### JOB 1:
Print the review below word for word, starting at "Despite some odd" and stopping after "relation to the US.".

### PASSAGE SHOWN:

Despite some odd byways, and an occasional clumsy sentence, a cartoon history for everyone: painless, witty, and inviting.

Educational comics have an honorable history, forged in the US by the visual didact Larry Gornick, and in Latin America by Rius, to whom Stavans (Amherst) and his artist collaborator pay tribute in their cartoon overview of Latin culture’s relation to the US.

Mexican-born Stavans here focuses on creating a historical narrative that draws heavily from popular culture and celebrates the mixture of backgrounds that find expression in present-day “spanglish.” He develops a cast of speakers that includes a conventional teacher, a toucan (homage to magic realism), the actor Cantinflas, and himself—a typically bespectacled college prof. These three emphasize the basic facts of recent history: the growing Latin presence north of Mexico; the 70 or so different ethnicities and languages south of the border; and the troubled legacy of US imperialism. Stavans gives voice to the unspoken “crucial factor” in Latin history: the mix of “racial types” that influences the course of events. He also highlights legendary Latin figures from the popular bandit Joaquin Murrieta to the saintly missionary Junipero Serra. Along the way, he and Alcaraz provide an alternate view of events familiar to most North Americans: the siege of the Alamo, the Spanish-American War, and American intervention in modern revolutionary struggles. The real strength of the book, though, is in its account of the Latin presence in the US: Stavans plugs his own work on such figures as Mexican film star Cantinflas (and also on the less important Oscar Acosta, the “Samoan” lawyer from Hunter Thompson fame). The three main groups of immigrants—from Mexico, Cuba, and Puerto Rico—each receive due attention for their unique contributions to the evolving Pan-American culture. And Stavans even has kind words for the dissenting views of Mexican-American Richard Rodriquez, whose assimilationist vision isn’t so very different from that of Stavans and Alcazar.

### RAW DATA:

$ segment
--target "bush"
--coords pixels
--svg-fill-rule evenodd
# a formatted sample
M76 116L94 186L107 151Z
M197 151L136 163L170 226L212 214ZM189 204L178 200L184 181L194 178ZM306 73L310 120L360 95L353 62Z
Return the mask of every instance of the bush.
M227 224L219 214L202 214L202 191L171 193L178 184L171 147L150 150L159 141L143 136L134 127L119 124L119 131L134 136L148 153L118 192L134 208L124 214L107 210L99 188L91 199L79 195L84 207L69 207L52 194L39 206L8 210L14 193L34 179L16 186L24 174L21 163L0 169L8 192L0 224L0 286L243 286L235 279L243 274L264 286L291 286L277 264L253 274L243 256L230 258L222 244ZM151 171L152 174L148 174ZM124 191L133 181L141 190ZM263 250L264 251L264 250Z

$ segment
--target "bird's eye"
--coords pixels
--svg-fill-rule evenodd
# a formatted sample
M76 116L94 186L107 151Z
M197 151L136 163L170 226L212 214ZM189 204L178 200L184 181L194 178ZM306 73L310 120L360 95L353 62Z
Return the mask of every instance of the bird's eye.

==

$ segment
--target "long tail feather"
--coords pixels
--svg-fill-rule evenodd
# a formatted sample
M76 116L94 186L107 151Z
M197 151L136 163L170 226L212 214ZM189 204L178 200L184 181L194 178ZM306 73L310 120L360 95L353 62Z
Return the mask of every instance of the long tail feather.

* * *

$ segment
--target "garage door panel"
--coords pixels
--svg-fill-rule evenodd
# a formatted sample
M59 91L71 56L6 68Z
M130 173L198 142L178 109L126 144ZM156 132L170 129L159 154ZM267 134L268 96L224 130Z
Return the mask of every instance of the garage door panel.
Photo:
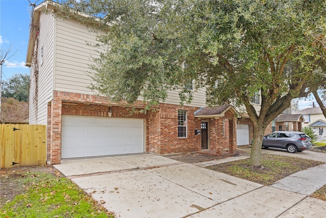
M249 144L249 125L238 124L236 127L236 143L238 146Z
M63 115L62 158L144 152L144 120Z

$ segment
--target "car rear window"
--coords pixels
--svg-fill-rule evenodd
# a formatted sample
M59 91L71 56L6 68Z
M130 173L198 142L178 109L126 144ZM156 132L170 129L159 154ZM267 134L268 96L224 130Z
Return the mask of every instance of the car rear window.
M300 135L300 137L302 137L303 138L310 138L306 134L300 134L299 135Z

### JOB 2:
Report each line in the rows above that contains the string "Return".

### TASK RESPONSE 1:
Despite some odd byways, and an occasional clumsy sentence, a cartoon history for everyone: painless, witty, and inviting.

Educational comics have an honorable history, forged in the US by the visual didact Larry Gornick, and in Latin America by Rius, to whom Stavans (Amherst) and his artist collaborator pay tribute in their cartoon overview of Latin culture’s relation to the US.

### TASK RESPONSE 2:
Return the mask of every instance of the bush.
Return the mask of every instance of the bird's eye.
Return the mask of every instance of the long tail feather.
Return the mask of every instance of the garage door panel.
Return the mask of every instance of the car rear window.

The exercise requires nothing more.